> **RAW DATA**:
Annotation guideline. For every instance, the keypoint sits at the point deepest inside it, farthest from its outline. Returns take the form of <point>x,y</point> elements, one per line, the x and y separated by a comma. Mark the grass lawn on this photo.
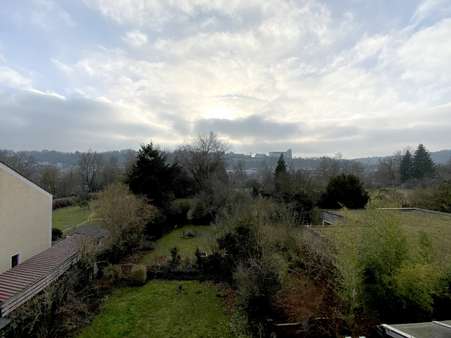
<point>437,227</point>
<point>162,309</point>
<point>69,217</point>
<point>205,236</point>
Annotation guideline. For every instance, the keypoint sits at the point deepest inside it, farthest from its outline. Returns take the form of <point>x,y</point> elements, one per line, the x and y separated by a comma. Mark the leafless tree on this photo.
<point>204,159</point>
<point>49,179</point>
<point>89,165</point>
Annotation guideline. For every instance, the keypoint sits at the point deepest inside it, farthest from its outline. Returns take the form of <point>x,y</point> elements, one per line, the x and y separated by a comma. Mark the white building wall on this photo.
<point>25,218</point>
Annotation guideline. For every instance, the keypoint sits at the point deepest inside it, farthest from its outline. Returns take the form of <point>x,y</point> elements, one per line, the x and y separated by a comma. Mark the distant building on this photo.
<point>287,155</point>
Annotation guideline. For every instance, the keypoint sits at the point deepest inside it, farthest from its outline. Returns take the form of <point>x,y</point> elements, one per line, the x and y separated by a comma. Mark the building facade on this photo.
<point>25,219</point>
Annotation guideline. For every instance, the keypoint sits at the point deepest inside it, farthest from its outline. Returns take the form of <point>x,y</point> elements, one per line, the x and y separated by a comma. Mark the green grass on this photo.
<point>437,227</point>
<point>161,309</point>
<point>204,239</point>
<point>70,217</point>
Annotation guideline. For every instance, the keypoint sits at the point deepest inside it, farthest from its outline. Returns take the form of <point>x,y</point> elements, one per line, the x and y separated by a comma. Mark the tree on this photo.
<point>406,167</point>
<point>49,179</point>
<point>89,165</point>
<point>344,191</point>
<point>124,215</point>
<point>204,160</point>
<point>281,178</point>
<point>423,166</point>
<point>387,173</point>
<point>153,177</point>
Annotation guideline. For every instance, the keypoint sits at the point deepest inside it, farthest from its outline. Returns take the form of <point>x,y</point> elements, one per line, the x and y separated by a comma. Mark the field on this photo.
<point>437,227</point>
<point>163,309</point>
<point>70,217</point>
<point>204,237</point>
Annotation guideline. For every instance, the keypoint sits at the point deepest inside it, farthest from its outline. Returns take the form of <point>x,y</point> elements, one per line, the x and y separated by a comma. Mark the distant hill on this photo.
<point>439,157</point>
<point>70,159</point>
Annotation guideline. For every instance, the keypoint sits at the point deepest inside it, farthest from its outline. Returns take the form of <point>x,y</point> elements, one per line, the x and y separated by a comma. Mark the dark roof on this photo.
<point>37,272</point>
<point>26,178</point>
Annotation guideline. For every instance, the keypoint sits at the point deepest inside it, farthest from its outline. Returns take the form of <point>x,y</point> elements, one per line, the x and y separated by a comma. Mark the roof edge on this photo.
<point>17,174</point>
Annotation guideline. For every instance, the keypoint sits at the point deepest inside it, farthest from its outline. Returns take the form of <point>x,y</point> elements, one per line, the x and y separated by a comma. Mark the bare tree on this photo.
<point>89,164</point>
<point>49,179</point>
<point>388,170</point>
<point>204,159</point>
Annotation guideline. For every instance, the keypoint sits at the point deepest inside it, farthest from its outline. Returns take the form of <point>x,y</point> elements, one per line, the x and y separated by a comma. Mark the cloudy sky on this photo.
<point>357,77</point>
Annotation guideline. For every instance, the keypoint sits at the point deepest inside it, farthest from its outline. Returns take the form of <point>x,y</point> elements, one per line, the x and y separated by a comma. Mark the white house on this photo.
<point>25,218</point>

> **EXERCISE**: Could you repeat all of the entries exactly, without any of the images?

> **EXPECTED OUTPUT**:
Annotation guideline. For every instance, the keypoint sits at the point deepest inside it, farthest from its outline. Returns take the form of <point>x,y</point> elements, one per line, the x and y separated by a comma. Mark the grass lawn on this photo.
<point>437,227</point>
<point>162,309</point>
<point>69,217</point>
<point>205,236</point>
Annotation guideline. For every instance, the keypoint sits at the point deepest inside it, farthest from its outline. Returns take the form of <point>x,y</point> elements, one per line, the x and y separated by a comma. Mark the leafless tree on this photo.
<point>204,159</point>
<point>49,179</point>
<point>89,165</point>
Annotation guideline. For every instance, the keypoint sits at the point deepest inside it, farthest from its outline. Returns take the form of <point>x,y</point> elements, one per line, the x and y separated by a comma. Mark the white building wall on this photo.
<point>25,218</point>
Annotation guideline. For every instance, the keypoint sits at the point deepest inside it, farthest from its outline. Returns take the form of <point>x,y</point> elements, one per line, the x and y separated by a comma. Mark the distant building on this photo.
<point>287,155</point>
Annotation guideline. For every instance, the keypoint sits at the point deepest inside it, farthest from its outline. Returns take the form of <point>x,y</point> elements, one per line, the x and y separated by a comma. Mark the building facade on this photo.
<point>25,219</point>
Annotation guideline. For every instance, the keypoint sits at the point deepest inside it, farthest from its outline. Returns take the form of <point>x,y</point> elements, one per line, the x and y separated by a comma. Mark the green grass on this photo.
<point>437,227</point>
<point>161,309</point>
<point>204,239</point>
<point>70,217</point>
Annotation guideline. For every instance, the keypoint sits at the point deepest inside it, farthest from its outline. Returns take the form of <point>x,y</point> elements, one per line, the x and y separated by a comma. Mark the tree on this photo.
<point>406,167</point>
<point>49,179</point>
<point>89,165</point>
<point>344,191</point>
<point>124,215</point>
<point>204,160</point>
<point>281,178</point>
<point>423,166</point>
<point>387,173</point>
<point>153,177</point>
Annotation guideline. For every instance, the keypoint sits at the point deepest inside it, farthest from its outline. Returns take the form of <point>x,y</point> elements, one per line, the x and y separated by a comma. Mark the field on this photo.
<point>437,227</point>
<point>163,309</point>
<point>70,217</point>
<point>204,237</point>
Annotation guideline. For every instance, the keypoint sits at the point deepest inside it, farthest from its outline. Returns take the form of <point>x,y</point> elements, one per line, the x and y separated by a comma. Mark the distant hill on this photo.
<point>439,157</point>
<point>70,159</point>
Annotation guideline. For every instance, the keypoint sits at the point deepest inside it, farthest from its outline. Returns take the form of <point>x,y</point> elements, one per line, the x and y separated by a comma. Mark the dark roof on this photo.
<point>37,272</point>
<point>26,178</point>
Annotation guideline. For every instance, the keypoint sits at the point deepest inside it, farthest from its outline. Returns take the form of <point>x,y</point> elements, one per line, the x and y separated by a comma. Mark the roof edge on this photo.
<point>17,174</point>
Annotation guideline. For every instance, the keypoint sits at the point deepest inside it, farthest from its outline. Returns take the form of <point>x,y</point> elements, one per line, the x and y separated by a comma. Mark the bare tree on this photo.
<point>89,164</point>
<point>49,179</point>
<point>388,170</point>
<point>204,159</point>
Annotation guideline. For every instance, the keypoint sits at the point deepest inside it, farthest from its outline. Returns take the form of <point>x,y</point> elements, one per line, the x and y separated by a comma. Mark the cloudy sky on this photo.
<point>357,77</point>
Annotation guideline. For every instance, the keypoint sits at the point deepest inside it, farthest from its outline. Returns take the form of <point>x,y</point> elements, one per line, the x and y separated by a comma. Mark the white house on this photo.
<point>25,218</point>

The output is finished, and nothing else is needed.